Saltwater review: A coming-of-age novel and a fluid and crisp love note to a mother

Jessica Andrew’s debut novel marks her as a writer to watch

Andrews grew up in Sunderland and has been published by the Independent, Somesuch Stories, AnOther, Caught by the River, Shabby Doll House and Papaya Press

Andrews grew up in Sunderland and has been published by the Independent, Somesuch Stories, AnOther, Caught by the River, Shabby Doll House and Papaya Press

Sat, May 18, 2019, 06:00

   
  

Book Title:
Saltwater

ISBN-13:
978-1473682771

Author:
Jessica Andrews

Publisher:
Sceptre

Guideline Price:
£14.99

 Jessica Andrews’ debut novel Saltwater is, much like its title, fluid, crisp and bracing. Quietly experimental in form – short numbered snippets that recall the writing of Maggie Nelson and Jennie Offill – the book explores familial bonds, class identity, the longing for home and the simultaneous desire to escape it.

[Collected data entries]
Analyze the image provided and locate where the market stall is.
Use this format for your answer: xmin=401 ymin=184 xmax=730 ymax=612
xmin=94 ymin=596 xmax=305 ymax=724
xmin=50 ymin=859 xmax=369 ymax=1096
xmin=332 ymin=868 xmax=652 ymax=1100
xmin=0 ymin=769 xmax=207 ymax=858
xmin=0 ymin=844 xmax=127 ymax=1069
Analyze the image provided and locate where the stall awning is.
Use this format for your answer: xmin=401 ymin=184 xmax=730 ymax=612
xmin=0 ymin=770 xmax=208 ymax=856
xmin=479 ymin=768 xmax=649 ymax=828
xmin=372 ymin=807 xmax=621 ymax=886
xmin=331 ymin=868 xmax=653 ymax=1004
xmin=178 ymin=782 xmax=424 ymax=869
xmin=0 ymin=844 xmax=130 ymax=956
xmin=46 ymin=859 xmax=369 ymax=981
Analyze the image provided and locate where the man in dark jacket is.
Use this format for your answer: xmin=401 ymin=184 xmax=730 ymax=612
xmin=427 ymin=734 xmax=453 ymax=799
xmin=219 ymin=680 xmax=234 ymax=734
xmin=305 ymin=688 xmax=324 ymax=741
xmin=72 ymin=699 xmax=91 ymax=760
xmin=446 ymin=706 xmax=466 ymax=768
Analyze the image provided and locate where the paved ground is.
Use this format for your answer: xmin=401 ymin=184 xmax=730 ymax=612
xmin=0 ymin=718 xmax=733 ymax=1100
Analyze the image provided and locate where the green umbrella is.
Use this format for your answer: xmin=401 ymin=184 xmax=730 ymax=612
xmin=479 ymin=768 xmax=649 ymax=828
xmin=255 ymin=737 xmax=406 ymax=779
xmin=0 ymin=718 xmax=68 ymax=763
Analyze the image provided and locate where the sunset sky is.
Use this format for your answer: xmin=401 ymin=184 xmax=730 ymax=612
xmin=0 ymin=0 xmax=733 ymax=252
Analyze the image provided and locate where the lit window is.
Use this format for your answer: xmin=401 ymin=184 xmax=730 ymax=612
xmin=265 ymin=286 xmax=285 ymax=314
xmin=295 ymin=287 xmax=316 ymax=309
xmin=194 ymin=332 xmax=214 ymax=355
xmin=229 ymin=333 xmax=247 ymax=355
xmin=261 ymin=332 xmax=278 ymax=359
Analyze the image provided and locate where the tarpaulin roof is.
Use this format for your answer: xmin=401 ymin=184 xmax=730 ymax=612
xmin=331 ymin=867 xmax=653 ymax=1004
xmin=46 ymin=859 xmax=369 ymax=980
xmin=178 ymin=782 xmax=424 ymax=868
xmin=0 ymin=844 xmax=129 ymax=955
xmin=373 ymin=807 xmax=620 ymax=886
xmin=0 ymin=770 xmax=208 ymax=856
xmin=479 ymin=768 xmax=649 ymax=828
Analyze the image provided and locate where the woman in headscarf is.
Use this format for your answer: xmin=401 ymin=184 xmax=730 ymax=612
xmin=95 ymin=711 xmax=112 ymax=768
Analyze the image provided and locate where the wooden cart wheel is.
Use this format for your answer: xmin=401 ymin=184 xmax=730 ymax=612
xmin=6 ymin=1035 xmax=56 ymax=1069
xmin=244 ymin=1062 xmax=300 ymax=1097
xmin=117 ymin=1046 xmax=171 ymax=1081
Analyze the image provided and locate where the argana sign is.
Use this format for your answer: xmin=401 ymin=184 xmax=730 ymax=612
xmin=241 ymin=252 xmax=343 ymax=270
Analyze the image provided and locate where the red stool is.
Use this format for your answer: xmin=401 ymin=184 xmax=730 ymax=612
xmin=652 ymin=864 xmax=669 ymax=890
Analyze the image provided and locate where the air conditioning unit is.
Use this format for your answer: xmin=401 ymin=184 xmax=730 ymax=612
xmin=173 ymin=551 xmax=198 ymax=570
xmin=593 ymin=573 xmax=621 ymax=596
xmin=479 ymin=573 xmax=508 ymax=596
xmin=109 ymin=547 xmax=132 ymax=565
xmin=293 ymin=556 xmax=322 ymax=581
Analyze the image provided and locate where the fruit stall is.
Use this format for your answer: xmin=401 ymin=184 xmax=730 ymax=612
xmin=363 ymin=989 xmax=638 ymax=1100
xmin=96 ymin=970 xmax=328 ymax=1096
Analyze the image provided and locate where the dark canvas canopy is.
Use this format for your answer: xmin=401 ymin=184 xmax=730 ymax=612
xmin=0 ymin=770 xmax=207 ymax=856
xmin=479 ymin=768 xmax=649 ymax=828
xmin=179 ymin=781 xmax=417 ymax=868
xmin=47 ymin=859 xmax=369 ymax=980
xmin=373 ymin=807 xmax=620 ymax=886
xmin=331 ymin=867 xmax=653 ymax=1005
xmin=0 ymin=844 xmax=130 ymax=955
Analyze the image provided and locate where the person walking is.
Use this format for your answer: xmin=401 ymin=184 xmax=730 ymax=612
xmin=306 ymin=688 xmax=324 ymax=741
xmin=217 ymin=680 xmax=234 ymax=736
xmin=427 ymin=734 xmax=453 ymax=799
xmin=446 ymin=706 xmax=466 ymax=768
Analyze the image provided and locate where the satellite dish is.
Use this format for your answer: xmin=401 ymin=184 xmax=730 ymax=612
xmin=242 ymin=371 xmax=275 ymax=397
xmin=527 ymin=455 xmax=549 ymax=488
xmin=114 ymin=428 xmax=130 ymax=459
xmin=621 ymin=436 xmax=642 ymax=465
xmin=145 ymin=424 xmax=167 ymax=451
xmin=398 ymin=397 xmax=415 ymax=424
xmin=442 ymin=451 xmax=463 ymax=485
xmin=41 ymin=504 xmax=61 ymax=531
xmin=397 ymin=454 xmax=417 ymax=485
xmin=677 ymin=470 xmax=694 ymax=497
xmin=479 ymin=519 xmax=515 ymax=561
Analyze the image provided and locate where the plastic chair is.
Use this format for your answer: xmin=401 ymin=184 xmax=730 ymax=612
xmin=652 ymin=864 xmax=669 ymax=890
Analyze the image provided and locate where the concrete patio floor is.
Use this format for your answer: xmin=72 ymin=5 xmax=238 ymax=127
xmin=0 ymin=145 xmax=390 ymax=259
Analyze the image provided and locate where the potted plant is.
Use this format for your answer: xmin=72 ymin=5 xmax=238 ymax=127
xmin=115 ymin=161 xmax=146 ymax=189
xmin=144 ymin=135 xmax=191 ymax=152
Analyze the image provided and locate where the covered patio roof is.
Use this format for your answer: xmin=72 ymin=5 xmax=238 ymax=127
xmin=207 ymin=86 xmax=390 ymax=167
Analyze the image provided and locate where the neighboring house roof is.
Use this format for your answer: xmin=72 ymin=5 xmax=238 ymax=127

■ **DIRECTIVE 1**:
Reproduce the rows verbatim, beginning with the row that contains "Analyze the image provided and locate where the person" and continuing through the row that contains "xmin=479 ymin=519 xmax=515 ymax=561".
■ **DIRECTIVE 2**:
Write the next part of the review of the novel Saltwater, picking up after its final sentence.

■ **WRITTEN RESPONSE 1**:
Analyze the image provided and locate where the person walking is.
Use this format for your answer: xmin=401 ymin=184 xmax=730 ymax=612
xmin=306 ymin=688 xmax=324 ymax=741
xmin=217 ymin=680 xmax=234 ymax=736
xmin=427 ymin=734 xmax=453 ymax=799
xmin=446 ymin=706 xmax=466 ymax=768
Analyze the image provided and locate where the satellite dish is.
Use this format for your answer: xmin=401 ymin=184 xmax=730 ymax=612
xmin=242 ymin=371 xmax=275 ymax=397
xmin=527 ymin=455 xmax=549 ymax=488
xmin=114 ymin=428 xmax=130 ymax=459
xmin=621 ymin=436 xmax=642 ymax=465
xmin=145 ymin=424 xmax=167 ymax=451
xmin=398 ymin=397 xmax=415 ymax=424
xmin=442 ymin=451 xmax=463 ymax=485
xmin=41 ymin=504 xmax=61 ymax=531
xmin=397 ymin=454 xmax=417 ymax=485
xmin=677 ymin=470 xmax=694 ymax=497
xmin=479 ymin=519 xmax=515 ymax=561

■ **WRITTEN RESPONSE 2**:
The sense of fluidity is central to the book, in form, language and setting. Protagonist Lucy drifts in and out of thoughts that easily link the different parts of her life. The present tense narrative sees her move to remote Donegal to stay in her late grandfather’s cottage following her graduation from a London university. In Ireland, Lucy has the distance and time to recollect on her life to date. What emerges is a beautifully structured coming-of-age tale that shows a family’s enduring love for each other through difficult years of alcoholism and loss.

An unforced mystery gives momentum to the book, with Lucy and her mother no longer as close as they once were. After settling her daughter in Donegal, the mother leaves for England: “Things were still not right between us. I knew she was trying to teach me something important, about how to be in my life, but I was too angry with her to listen.”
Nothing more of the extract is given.